Instructions for the task -
Rescale the data below, from the line containing "Would you be able to point at the gray" through the end of the data, and output only those lines. Copy every line as it stands, but multiply each x and y coordinate by 0.4 and round it to a whole number, rounding halves up.

Task material -

★ ★ ★ ★

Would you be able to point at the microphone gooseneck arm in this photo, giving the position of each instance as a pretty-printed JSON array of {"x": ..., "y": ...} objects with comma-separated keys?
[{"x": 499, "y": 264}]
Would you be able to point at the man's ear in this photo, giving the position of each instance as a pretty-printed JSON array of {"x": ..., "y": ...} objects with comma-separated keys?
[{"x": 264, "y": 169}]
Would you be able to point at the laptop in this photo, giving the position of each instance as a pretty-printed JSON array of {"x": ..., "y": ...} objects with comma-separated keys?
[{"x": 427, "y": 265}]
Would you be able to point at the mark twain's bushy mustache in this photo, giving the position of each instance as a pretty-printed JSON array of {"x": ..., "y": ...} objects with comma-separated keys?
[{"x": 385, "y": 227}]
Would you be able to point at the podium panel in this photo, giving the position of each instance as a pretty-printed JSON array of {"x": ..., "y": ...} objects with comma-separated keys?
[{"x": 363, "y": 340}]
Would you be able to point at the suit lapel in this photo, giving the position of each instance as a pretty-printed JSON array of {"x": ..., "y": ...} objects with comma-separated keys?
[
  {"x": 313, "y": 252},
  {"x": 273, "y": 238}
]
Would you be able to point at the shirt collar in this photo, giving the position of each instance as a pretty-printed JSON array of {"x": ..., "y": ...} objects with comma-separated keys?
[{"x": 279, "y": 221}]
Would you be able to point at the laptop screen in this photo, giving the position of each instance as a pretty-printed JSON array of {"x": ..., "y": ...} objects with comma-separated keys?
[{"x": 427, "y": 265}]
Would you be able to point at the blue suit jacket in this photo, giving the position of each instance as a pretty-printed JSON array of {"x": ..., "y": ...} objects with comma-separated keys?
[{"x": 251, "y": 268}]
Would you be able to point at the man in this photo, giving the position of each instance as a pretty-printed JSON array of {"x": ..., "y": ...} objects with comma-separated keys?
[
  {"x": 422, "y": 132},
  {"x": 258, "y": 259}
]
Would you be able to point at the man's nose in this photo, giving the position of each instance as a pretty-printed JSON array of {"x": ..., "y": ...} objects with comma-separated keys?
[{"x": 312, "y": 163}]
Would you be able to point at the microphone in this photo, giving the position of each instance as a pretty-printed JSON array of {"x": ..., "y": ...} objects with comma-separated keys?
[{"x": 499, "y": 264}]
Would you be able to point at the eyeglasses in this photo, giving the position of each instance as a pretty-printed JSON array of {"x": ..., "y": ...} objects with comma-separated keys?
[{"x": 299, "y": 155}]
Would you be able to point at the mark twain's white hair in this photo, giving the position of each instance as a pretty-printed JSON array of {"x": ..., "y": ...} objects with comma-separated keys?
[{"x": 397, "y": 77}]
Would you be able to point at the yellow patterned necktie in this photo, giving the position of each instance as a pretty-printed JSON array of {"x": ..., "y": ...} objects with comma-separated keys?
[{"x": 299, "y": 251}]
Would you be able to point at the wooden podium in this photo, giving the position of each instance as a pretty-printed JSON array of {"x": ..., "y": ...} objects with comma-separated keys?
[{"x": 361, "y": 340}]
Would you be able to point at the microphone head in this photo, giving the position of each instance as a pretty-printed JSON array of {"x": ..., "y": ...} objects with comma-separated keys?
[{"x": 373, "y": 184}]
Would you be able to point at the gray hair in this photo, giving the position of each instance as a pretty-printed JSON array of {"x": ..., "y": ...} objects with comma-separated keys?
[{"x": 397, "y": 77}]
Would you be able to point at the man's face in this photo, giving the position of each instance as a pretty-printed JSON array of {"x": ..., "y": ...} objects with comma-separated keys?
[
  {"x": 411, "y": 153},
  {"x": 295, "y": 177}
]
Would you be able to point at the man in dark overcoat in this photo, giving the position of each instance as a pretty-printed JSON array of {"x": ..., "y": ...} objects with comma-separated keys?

★ ★ ★ ★

The response -
Would you be able to point at the gray hair in this photo, giving the position of each instance as a pretty-printed JSON array of {"x": ..., "y": ...} objects with comma-separated keys?
[{"x": 159, "y": 31}]
Would you be able to point at the man's face in this photo, giving the position of each instance as a pretty-printed JSON array of {"x": ..., "y": ...} objects with comma-separated keys?
[
  {"x": 164, "y": 61},
  {"x": 118, "y": 71}
]
Would you be able to point at the man in dark overcoat in this photo, giving the position of each instance as a pretty-printed JSON array of {"x": ..., "y": ...} objects with comma-separated keys?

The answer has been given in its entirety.